*WHAT IS NEEDED*:
Below is a block of records. Copy every line in it that contains the word "instance".

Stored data
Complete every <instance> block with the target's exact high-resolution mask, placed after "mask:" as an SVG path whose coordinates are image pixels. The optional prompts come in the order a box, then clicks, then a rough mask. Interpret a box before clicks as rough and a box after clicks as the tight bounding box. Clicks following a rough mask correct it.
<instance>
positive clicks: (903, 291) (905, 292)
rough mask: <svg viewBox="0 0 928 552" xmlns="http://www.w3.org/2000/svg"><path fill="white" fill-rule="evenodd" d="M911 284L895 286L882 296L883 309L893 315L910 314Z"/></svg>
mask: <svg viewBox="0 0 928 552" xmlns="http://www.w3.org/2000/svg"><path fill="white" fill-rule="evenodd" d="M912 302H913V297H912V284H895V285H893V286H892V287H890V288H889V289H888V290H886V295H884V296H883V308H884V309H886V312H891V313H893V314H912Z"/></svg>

*ANSWER BOX*:
Complete every <instance> block with the target's exact high-resolution mask, placed after "mask:" as an SVG path whose coordinates are image pixels. The optional prompts come in the order a box, then clicks, then a rough mask. Interpret a box before clicks as rough and a box after clicks as the tight bounding box. Clicks following a rough mask correct it.
<instance>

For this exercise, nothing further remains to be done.